### Task directions:
Return each of the records below line for line, without changing a single character.

Entries from a pointing dataset
───
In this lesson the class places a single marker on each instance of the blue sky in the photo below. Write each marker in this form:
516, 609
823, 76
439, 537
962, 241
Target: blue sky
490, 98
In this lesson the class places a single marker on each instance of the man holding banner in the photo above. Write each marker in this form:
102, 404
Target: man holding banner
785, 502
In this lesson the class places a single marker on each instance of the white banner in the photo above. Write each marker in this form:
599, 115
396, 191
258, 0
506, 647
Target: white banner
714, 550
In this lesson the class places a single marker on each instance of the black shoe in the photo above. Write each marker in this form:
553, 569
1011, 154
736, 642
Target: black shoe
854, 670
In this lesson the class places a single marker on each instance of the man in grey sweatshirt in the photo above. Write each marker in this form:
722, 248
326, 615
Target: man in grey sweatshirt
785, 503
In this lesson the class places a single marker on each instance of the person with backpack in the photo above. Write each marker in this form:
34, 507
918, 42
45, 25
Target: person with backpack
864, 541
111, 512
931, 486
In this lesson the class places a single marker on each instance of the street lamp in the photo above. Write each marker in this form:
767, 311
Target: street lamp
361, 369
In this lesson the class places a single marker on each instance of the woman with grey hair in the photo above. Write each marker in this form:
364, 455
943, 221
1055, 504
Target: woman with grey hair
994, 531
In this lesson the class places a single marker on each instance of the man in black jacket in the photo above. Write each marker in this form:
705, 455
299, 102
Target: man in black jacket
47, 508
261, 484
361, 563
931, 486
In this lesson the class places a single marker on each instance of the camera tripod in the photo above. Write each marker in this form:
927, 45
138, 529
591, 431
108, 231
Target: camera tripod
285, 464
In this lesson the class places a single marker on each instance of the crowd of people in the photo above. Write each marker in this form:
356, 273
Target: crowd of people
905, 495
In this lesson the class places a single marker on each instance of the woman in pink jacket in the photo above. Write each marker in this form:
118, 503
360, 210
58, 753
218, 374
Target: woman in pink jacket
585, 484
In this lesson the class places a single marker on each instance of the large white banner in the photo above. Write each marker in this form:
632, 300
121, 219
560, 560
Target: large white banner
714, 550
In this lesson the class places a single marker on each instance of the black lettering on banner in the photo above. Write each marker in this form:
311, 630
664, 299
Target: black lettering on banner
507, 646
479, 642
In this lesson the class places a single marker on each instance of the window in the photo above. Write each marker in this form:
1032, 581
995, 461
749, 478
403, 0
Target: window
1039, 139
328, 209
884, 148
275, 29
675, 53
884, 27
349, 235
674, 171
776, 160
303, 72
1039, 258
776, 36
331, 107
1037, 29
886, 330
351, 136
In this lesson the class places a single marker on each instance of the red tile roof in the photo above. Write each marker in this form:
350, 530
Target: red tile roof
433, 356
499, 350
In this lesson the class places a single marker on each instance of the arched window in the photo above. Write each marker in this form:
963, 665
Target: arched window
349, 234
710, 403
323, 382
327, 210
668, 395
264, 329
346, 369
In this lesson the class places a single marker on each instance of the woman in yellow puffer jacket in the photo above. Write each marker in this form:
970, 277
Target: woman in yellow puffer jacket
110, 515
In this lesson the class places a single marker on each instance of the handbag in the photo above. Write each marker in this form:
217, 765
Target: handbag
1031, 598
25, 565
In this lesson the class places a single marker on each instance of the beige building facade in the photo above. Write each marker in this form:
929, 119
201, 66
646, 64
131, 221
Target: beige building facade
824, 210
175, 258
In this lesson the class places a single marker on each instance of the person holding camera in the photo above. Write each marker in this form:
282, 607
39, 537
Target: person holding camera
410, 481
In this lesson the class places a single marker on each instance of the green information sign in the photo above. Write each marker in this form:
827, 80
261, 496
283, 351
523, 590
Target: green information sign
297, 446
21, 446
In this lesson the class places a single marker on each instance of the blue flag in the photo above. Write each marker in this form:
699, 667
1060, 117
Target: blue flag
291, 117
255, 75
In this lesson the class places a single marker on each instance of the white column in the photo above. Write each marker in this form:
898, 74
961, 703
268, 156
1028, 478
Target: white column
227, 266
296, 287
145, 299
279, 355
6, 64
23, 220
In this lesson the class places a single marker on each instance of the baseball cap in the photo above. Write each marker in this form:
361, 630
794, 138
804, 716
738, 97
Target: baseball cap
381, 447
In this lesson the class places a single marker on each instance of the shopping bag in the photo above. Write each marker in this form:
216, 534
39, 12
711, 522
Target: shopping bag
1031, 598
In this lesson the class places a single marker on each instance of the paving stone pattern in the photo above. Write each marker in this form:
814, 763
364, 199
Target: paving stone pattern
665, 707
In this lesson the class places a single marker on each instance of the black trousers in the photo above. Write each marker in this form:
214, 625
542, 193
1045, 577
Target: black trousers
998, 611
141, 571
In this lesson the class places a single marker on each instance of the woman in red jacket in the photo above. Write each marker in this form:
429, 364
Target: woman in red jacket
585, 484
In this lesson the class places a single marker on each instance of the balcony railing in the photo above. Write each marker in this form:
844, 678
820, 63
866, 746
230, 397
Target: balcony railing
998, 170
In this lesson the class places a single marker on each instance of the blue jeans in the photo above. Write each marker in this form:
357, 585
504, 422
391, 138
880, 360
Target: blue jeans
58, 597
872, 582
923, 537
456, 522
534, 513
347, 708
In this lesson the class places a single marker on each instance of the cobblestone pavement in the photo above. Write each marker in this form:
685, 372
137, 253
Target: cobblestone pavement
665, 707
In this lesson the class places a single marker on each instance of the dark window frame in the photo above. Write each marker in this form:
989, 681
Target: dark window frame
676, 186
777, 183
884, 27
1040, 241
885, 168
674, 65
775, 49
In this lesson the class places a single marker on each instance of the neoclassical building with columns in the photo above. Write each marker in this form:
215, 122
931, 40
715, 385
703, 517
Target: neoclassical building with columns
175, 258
───
### Full output:
In this lesson the class places a single marker on each instance of the blue sky in the photo below. Write each marker in this form:
516, 609
823, 76
439, 537
962, 241
Target: blue sky
490, 98
In this lesson the class places a single marker on each instance of the man holding banner in the photo above. Write each marker in this form:
102, 404
Target: man holding banner
785, 502
In this lesson the class places a single marker on each instance of the white banner in the photo above. Write each marker in this form:
599, 115
396, 191
258, 0
506, 647
Target: white banner
714, 550
In this lesson the class places a single marker on each instance of the black shoe in the photo above. Write each marker in this form:
553, 569
1011, 154
736, 642
Target: black shoe
854, 670
In this lesson the class places a single marker on each instance of the man in grey sweatshirt in the photo above. Write each marker in this form:
722, 248
326, 615
Target: man in grey sweatshirt
785, 503
In this lesson the class places a single marker on each instance of the person with backpack in the photo above. Write each marker in this form:
34, 507
918, 42
45, 25
Target: person with backpack
864, 541
111, 512
931, 486
In this lesson the class places a single marker on each instance of the street lamp in the photo above. Write each marker in this form:
767, 311
Target: street lamp
361, 369
In this lesson the class places a single marker on each instance of the woman with grey hair in the photo above. Write each marker in this form:
364, 455
943, 221
1055, 504
Target: woman with grey hair
994, 531
In this lesson the class places a single marker on each instance of the man in black jacket in the photo above. Write each marker in this form:
705, 455
299, 102
Target: man in black jacket
47, 508
261, 484
361, 563
931, 486
In this lesson the class places a single marker on each instance of the camera tripod in the photo above. Write each marker in this form:
927, 45
138, 529
591, 431
108, 231
Target: camera tripod
285, 464
In this lesson the class places a single marker on each instance of the crowd of people in the photo above. Write each marker in this form:
356, 273
Target: crowd of people
905, 495
In this lesson the class places a single marker on each instance of the woman in pink jacket in the photo above. Write each marker in this form:
118, 503
360, 210
58, 753
218, 374
Target: woman in pink jacket
585, 484
In this lesson the class places a single marker on each instance of the large white banner in the photo above. Write each marker in this form:
632, 300
121, 219
560, 560
Target: large white banner
714, 550
In this lesson the class places a single marker on each instance of the black lettering on banner in the photo above. Write each marker in this form:
311, 630
664, 299
Target: black lettering on banner
507, 646
479, 642
In this lesson the class places a single marker on each instance of the window in the photo above. Write each marker in this form:
1032, 581
995, 461
749, 478
403, 0
Target: window
1039, 139
328, 209
884, 148
275, 29
675, 53
884, 27
349, 235
674, 171
776, 160
303, 72
1039, 258
776, 36
331, 107
1037, 29
886, 330
351, 136
In this lesson the class places a single marker on each instance of the red tile roof in the photo above. Write each marker in this form:
350, 530
Target: red tile roof
433, 356
499, 350
In this lesson the class places a single marker on each instance of the arched window in the photo above. Write each marker in this form:
963, 665
Target: arched window
349, 234
710, 403
323, 382
327, 210
668, 395
264, 329
346, 369
In this lesson the class places a single marker on each instance of the woman in yellow puffer jacket in the photo above. Write each marker in this form:
970, 277
Target: woman in yellow puffer jacket
110, 515
In this lesson the class places a single marker on each instance of the handbag in the photo above. Write each marker in this form:
217, 765
Target: handbag
1031, 598
25, 565
In this lesson the class places a single marker on each instance of the beige building facade in the photo above. Write each marker in this form:
929, 119
201, 66
646, 64
131, 221
Target: beige building facade
824, 210
175, 258
In this lesson the class places a single marker on each instance of the person holding camera in the photo above. Write each marker in this form:
282, 607
39, 537
Target: person holding camera
410, 481
In this lesson the class places a single marker on each instance of the green information sign in the photo above. Write each marker in this form:
827, 80
261, 496
283, 351
523, 590
Target: green information sign
297, 446
21, 446
In this lesson the class places a single marker on each instance of the blue flag in the photo above. Write each marker in this form:
699, 667
1060, 117
Target: blue flag
291, 117
255, 75
In this lesson the class places a single marker on each instance of the white column in the photo above. Write each marker in this form:
898, 74
961, 703
268, 156
1028, 478
Target: white column
227, 266
296, 287
145, 299
279, 355
6, 64
23, 220
In this lesson the class places a single marker on each instance of the baseball cap in the photo above. Write each marker in this form:
361, 630
794, 138
804, 716
738, 97
Target: baseball cap
381, 447
In this lesson the class places a single marker on each instance of the shopping bag in the photo above. Write each marker in this form:
216, 534
39, 12
711, 522
Target: shopping bag
1031, 598
In this lesson the class places a single marker on each instance of the paving stone pattern in the photo above. Write each marker in this form:
814, 763
364, 199
Target: paving stone pattern
665, 707
In this lesson the class places a single marker on each instance of the black trousers in the photo above. Write each marker in this form:
214, 625
542, 193
1045, 577
Target: black trousers
998, 611
141, 571
In this lesson the class places a single marker on each instance of the woman in red jacket in the photo above. Write each marker in this form:
429, 364
Target: woman in red jacket
585, 484
In this lesson the class places a single marker on each instance of the balcony railing in the photo above. Write each marker in this form:
844, 678
820, 63
866, 746
230, 397
Target: balcony railing
998, 170
In this lesson the class places a single marker on each instance of the blue jeans in the photo above. Write each marker in this form:
357, 585
504, 422
391, 138
880, 360
Target: blue jeans
58, 597
872, 582
923, 537
456, 522
534, 513
347, 708
In this lesson the class places a single marker on each instance of the cobblestone pavement in the photo above. Write each marker in this form:
685, 372
137, 253
Target: cobblestone pavement
665, 707
In this lesson the class places a single marker on each instance of the dark window frame in the photo above. Write each marker in this form:
989, 681
Target: dark window frame
676, 186
777, 183
884, 27
1040, 241
885, 168
674, 65
775, 49
In this lesson the class places a single marker on each instance of the neoclassical building with columns in the photo above. Write each marker in this form:
215, 122
931, 40
715, 385
703, 517
Target: neoclassical building with columns
175, 258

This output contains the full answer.